>> START Available records

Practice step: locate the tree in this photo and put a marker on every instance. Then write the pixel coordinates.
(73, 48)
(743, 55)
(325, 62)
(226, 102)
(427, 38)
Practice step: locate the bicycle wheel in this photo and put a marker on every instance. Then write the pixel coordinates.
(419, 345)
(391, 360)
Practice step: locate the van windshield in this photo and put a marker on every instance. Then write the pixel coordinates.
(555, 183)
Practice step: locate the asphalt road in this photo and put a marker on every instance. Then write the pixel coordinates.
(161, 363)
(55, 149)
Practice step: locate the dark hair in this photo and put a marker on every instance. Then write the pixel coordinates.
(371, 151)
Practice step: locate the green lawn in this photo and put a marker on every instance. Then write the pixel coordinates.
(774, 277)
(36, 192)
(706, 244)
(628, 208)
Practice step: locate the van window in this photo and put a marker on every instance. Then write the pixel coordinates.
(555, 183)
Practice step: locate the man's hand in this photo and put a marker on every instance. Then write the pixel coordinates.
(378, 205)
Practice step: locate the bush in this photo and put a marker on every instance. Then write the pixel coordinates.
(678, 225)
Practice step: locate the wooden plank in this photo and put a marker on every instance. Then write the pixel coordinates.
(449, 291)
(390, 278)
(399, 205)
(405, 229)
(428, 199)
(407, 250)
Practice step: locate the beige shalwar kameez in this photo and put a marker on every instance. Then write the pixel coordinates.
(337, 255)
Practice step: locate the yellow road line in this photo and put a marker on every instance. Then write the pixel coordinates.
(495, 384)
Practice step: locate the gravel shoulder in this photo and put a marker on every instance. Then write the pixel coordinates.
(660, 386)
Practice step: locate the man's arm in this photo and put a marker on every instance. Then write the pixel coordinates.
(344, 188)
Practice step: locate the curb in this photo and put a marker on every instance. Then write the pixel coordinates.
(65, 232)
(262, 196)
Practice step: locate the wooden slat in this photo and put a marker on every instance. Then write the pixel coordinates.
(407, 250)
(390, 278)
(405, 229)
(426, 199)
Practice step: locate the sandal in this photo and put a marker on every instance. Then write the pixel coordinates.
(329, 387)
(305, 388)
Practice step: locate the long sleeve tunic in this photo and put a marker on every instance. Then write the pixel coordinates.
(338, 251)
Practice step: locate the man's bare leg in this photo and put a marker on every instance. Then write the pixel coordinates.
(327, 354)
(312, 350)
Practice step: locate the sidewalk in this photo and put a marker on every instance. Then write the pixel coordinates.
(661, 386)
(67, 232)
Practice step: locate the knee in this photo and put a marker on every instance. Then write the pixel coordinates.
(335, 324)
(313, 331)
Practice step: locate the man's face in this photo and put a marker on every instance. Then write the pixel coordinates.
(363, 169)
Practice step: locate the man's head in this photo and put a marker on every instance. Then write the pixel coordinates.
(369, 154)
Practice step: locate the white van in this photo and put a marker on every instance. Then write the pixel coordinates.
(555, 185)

>> END Available records

### Objective
Can you rewrite the material above as a two-column CSV with the columns "prompt" and "points"? Use one row for each request. Put its text and its answer each in a single quoted field, with line breaks turned into spaces.

### Solution
prompt,points
"Practice step: locate the tree in this photo and put a marker on every instance. Then write the pixel coordinates.","(73, 48) (743, 55) (325, 62) (226, 102) (427, 38)"
"Practice step: locate the bicycle wheel in this photo and put a marker on every instance. Then write the pixel coordinates.","(419, 345) (391, 360)"
"Practice step: locate the van windshield in this photo and put a marker on every instance. Then write the pixel coordinates.","(555, 183)"
"Practice step: locate the asphalt road in this photo and put a marker on every instance. Then write the pixel coordinates.","(161, 363) (55, 149)"
"Practice step: locate the dark hair in this photo and put a marker on every instance. Then write the pixel coordinates.","(371, 151)"
"Practice step: locate the green lawn in this photo and put a marker on every instance. Then write the pixel coordinates.","(774, 277) (36, 192) (706, 244) (628, 208)"
"Practice step: locate the van window in this photo and put a marker on every instance. Then write the pixel coordinates.","(555, 183)"
"Practice step: locate the man's hand in this photo and put a marker on every instance. Then write the pixel coordinates.","(378, 205)"
"Practice step: locate the bush in this photo and put a marker on every instance. Then write the pixel coordinates.","(678, 225)"
"Practice step: locate the wooden plank in this photo and put a marker on every instance. Then write the pixel coordinates.","(449, 291) (390, 278) (399, 205) (405, 229) (428, 199) (407, 250)"
"Practice step: locate the beige shalwar kameez in this photo and put a marker on every instance. Then write the pixel coordinates.","(337, 255)"
"Practice step: locate the yellow road line in this photo and put a marker on every instance. Then write the pixel coordinates.","(495, 384)"
"Practice step: locate the gravel shoulder in this photo and put a marker on every instance. Then write the pixel coordinates.","(660, 386)"
"Practice step: locate the man's arm in this photo and put a marker on every instance. Then write the pixel coordinates.","(344, 188)"
"Practice step: locate the curb in this photo and put a marker on every instance. Then write the pixel coordinates.","(65, 232) (262, 196)"
"Practice step: locate the wooden slat in this photo and put a marker on every instance. Then write the pixel coordinates.","(407, 250) (390, 278) (405, 229) (426, 199)"
"Practice step: locate the sandal in this photo and put a marker on every instance. Then write the pixel coordinates.","(329, 387) (305, 388)"
"Practice step: locate the long sleeve tunic in this photo and put a marker on every instance. Then write the pixel coordinates.","(338, 251)"
"Practice step: locate the man's bare leg in this photo and put a marker on every instance. Then write the pixel coordinates.","(327, 354) (312, 350)"
"Practice step: locate the sidewalk in this photo and put a marker on every instance. Then write the pixel coordinates.","(661, 386) (67, 232)"
"Practice step: locate the knee in this photo and put a marker on every instance. Then write the pixel coordinates.","(335, 324) (313, 331)"
"Practice step: locate the man's face in this photo and put a marker on every instance. Then write the pixel coordinates.","(363, 169)"
"Practice step: locate the man's head in this photo and put a marker on every instance. Then write the pixel coordinates.","(369, 154)"
"Practice step: locate the white van in this photo and put a marker on every instance. Then write the pixel coordinates.","(555, 185)"